» MATERIAL FOR THE TASK
- - -

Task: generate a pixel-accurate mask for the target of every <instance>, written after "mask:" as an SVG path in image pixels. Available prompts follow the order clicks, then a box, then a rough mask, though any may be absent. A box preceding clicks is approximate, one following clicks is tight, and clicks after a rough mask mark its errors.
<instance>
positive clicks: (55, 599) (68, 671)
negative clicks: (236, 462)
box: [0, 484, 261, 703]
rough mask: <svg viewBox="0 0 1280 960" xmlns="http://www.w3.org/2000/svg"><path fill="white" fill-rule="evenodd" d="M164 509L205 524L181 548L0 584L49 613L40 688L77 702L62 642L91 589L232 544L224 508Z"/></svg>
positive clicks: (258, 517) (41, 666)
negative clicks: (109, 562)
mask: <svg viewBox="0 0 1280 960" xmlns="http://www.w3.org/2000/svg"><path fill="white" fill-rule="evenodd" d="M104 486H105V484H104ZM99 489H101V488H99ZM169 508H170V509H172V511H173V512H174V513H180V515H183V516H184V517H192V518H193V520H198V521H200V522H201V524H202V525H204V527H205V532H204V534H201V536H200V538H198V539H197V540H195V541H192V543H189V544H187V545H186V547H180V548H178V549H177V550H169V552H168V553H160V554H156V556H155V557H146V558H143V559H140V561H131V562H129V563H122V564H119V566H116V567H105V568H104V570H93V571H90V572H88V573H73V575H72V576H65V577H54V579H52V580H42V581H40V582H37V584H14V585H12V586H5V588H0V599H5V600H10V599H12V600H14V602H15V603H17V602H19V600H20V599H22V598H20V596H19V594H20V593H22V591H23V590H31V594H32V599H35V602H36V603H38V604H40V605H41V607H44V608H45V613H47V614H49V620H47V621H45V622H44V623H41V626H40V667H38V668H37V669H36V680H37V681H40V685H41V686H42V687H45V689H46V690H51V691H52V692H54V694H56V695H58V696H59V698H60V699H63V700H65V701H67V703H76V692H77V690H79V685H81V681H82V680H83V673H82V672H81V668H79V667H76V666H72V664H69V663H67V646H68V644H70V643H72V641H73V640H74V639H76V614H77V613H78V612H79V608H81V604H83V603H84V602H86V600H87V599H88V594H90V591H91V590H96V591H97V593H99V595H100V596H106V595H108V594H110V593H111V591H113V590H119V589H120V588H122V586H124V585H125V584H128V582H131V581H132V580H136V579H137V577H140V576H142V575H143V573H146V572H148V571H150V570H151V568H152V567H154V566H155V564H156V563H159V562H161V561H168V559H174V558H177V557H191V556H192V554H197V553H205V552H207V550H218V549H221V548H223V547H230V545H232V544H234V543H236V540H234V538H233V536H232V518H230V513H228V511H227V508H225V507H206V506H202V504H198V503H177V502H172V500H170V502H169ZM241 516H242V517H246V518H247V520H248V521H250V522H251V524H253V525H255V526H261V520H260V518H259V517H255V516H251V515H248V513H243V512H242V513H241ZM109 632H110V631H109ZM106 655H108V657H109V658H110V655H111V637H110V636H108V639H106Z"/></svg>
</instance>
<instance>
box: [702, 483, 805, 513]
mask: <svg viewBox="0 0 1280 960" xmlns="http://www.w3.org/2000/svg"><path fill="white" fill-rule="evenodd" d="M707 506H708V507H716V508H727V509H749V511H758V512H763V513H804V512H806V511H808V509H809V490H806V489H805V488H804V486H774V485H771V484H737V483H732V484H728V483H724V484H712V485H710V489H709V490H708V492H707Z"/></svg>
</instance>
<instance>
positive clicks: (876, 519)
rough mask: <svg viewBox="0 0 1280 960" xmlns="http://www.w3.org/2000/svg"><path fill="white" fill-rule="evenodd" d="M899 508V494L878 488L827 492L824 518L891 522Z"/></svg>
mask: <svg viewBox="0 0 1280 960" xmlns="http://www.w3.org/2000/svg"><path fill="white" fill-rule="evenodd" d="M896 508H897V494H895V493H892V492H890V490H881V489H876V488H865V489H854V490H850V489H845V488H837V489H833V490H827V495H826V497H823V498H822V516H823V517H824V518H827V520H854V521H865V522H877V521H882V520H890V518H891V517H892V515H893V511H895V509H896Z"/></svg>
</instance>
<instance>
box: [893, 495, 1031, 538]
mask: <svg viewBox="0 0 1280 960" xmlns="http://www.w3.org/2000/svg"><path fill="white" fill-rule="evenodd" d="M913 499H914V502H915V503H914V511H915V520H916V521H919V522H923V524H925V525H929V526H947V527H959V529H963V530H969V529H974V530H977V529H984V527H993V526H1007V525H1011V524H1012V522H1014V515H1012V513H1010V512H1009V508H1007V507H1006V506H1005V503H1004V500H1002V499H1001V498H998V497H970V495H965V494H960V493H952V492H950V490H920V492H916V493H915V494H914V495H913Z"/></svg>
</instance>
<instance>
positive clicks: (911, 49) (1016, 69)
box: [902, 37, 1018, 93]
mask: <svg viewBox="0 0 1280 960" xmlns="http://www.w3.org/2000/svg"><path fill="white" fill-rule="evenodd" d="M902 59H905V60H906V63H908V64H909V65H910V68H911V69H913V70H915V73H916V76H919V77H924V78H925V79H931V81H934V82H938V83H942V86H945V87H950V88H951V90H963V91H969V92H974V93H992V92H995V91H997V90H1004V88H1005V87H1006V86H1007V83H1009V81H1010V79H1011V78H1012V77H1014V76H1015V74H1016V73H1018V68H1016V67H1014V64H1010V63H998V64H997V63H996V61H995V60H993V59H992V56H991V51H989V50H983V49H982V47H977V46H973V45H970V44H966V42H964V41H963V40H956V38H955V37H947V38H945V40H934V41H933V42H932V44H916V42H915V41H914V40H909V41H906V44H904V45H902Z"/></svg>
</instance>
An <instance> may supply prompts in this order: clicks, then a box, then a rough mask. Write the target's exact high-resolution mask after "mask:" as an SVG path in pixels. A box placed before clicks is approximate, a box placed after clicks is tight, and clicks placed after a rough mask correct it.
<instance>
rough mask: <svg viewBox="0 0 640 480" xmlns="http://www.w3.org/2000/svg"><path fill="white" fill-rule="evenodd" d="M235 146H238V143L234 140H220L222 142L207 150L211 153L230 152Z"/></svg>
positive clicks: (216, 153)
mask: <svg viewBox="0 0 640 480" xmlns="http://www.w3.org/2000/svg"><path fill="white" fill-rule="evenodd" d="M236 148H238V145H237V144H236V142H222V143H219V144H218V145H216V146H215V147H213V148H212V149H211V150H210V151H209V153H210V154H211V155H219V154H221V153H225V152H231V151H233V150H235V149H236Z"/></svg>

- - -

» EXERCISE
Go over the data and return every line that includes the word "then".

» SOLUTION TO THIS PROBLEM
Task: generate a pixel-accurate mask for the target of every <instance>, written after "mask:" as an SVG path in image pixels. Available prompts follow the order clicks, then a box, then a rough mask, though any may be absent. A box preceding clicks is approximate, one following clicks is tight, and clicks after a rough mask mark its errors.
An <instance> may supply prompts in this order: clicks, then a box, then a rough mask. Write the target's exact high-resolution mask after "mask:" as an SVG path in pixels. A box placed before clicks is approximate, a box placed after clicks is tight, and clicks placed after a rough mask correct it.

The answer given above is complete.